─── DATA TO PROCESS ───

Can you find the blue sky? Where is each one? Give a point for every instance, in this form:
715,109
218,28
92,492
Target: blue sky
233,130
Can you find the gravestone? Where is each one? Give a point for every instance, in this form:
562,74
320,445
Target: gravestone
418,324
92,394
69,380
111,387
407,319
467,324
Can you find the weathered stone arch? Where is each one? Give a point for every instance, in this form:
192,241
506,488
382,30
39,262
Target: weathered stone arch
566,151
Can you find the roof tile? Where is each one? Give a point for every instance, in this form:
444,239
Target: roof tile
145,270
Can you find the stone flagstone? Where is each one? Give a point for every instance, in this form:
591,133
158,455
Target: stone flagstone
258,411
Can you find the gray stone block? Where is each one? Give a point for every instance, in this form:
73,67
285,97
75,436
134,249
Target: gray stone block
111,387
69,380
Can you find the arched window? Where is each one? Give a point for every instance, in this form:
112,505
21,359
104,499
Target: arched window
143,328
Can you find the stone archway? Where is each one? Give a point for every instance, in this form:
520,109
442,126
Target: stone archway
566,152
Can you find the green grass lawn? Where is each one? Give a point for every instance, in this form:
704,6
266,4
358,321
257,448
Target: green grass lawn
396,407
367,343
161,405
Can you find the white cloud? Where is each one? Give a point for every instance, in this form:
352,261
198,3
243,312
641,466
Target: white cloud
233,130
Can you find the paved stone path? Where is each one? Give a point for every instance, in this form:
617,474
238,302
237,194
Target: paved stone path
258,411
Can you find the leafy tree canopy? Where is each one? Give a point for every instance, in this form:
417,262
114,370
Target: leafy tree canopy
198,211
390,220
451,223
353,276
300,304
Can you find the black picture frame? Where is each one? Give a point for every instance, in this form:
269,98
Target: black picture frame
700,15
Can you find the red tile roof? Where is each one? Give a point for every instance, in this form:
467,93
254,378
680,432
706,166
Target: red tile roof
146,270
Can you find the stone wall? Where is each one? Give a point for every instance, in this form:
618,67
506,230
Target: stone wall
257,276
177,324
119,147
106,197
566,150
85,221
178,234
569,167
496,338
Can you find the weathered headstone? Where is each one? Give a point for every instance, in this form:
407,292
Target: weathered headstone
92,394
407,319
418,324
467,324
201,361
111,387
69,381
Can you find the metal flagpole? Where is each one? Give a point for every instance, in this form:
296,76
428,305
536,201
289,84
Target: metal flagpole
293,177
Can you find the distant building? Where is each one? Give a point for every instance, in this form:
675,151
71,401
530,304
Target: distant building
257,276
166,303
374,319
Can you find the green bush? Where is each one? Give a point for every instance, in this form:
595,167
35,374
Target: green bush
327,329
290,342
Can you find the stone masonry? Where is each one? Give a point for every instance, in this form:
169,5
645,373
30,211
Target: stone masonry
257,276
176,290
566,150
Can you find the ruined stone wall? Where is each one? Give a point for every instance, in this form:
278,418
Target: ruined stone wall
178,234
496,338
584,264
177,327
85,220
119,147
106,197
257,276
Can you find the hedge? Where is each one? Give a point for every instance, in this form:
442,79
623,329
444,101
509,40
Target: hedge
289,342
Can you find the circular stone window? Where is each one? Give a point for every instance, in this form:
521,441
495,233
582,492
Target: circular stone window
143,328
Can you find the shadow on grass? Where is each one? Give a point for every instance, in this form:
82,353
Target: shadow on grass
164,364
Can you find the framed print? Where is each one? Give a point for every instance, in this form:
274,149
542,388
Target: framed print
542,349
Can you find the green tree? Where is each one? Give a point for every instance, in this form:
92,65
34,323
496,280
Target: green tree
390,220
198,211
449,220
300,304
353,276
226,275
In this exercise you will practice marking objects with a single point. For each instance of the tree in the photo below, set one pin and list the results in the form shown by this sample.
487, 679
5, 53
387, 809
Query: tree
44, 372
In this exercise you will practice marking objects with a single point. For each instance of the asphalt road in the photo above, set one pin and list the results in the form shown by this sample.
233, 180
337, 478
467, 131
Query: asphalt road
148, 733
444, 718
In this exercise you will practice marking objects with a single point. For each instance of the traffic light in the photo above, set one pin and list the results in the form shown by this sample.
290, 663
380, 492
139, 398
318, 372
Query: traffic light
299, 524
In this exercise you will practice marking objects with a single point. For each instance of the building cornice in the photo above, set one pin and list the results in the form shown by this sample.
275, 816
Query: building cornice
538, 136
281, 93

───

WHAT YOU ARE ASKED TO DO: The result should be the lines from the line with "Target: shadow on grass" to the last line of the material, returned exactly and without any other line.

RESPONSE TO THE EXERCISE:
Target: shadow on grass
164,364
Can you find the framed print? Where is each one? Give a point for every instance, in this form:
274,149
542,388
Target: framed print
542,349
Can you find the green tree? Where is each one? Give a point for every instance, in this form:
92,65
34,323
496,280
Target: green tree
390,220
198,211
449,220
300,304
353,276
226,275
In this exercise you will practice marking objects with a single point. For each instance of the tree in the photo below, set one pin and list the results in the form shown by this sample.
487, 679
5, 53
387, 809
Query: tree
44, 372
In this exercise you will practice marking objects with a single point. For each instance of the asphalt road in the photo above, set one pin and list the results in the form shown by this sample.
233, 180
337, 478
467, 131
Query: asphalt road
148, 733
444, 718
In this exercise you will practice marking objects with a single point. For each instance of the traffic light in the photo above, set one pin and list the results in the form shown by this sample.
290, 663
380, 492
139, 398
318, 372
Query: traffic light
299, 524
In this exercise you will practice marking objects with a single point. For each instance of the building cornice in the photo above, set one pin and list the results in the form shown by this sample.
275, 816
Query: building cornice
538, 136
281, 93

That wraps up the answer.